## What is being asked
Which of the lines in the records below hold the string "target"? Copy every one of them.

## Records from a data collection
##############################

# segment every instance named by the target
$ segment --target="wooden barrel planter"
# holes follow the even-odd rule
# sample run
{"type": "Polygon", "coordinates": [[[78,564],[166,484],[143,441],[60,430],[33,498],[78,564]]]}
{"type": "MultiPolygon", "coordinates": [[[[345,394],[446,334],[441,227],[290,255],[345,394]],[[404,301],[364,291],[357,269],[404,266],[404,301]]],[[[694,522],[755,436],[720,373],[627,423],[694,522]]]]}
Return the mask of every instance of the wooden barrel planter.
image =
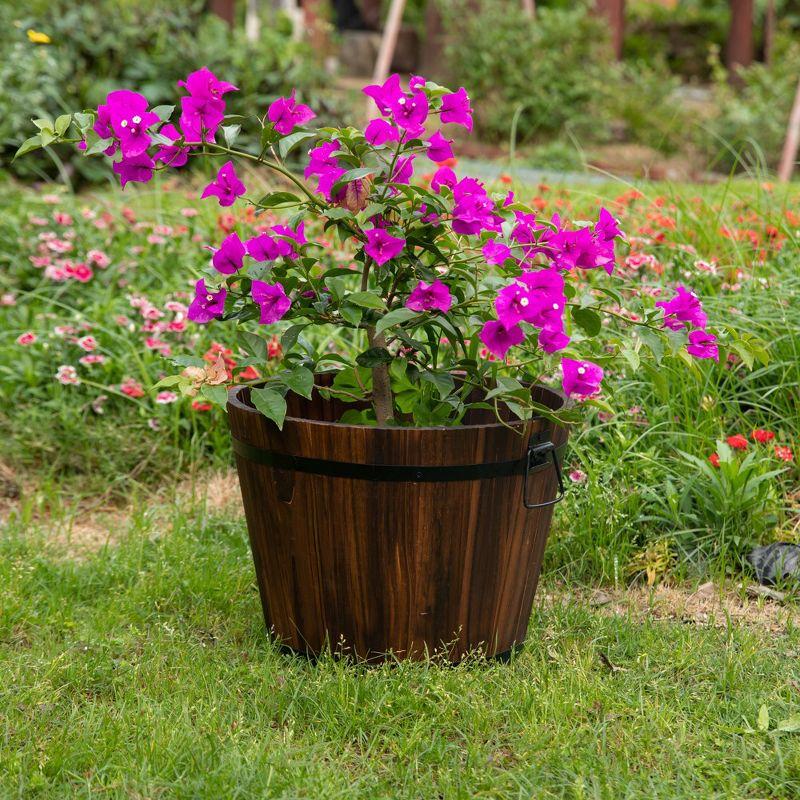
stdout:
{"type": "Polygon", "coordinates": [[[521,645],[565,427],[509,428],[486,411],[458,427],[344,425],[353,405],[315,393],[287,398],[280,431],[249,392],[232,389],[228,412],[264,619],[282,646],[459,661],[521,645]]]}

##############################

## Output of the exercise
# segment every instance named by the target
$ segment --target="wooden barrel planter"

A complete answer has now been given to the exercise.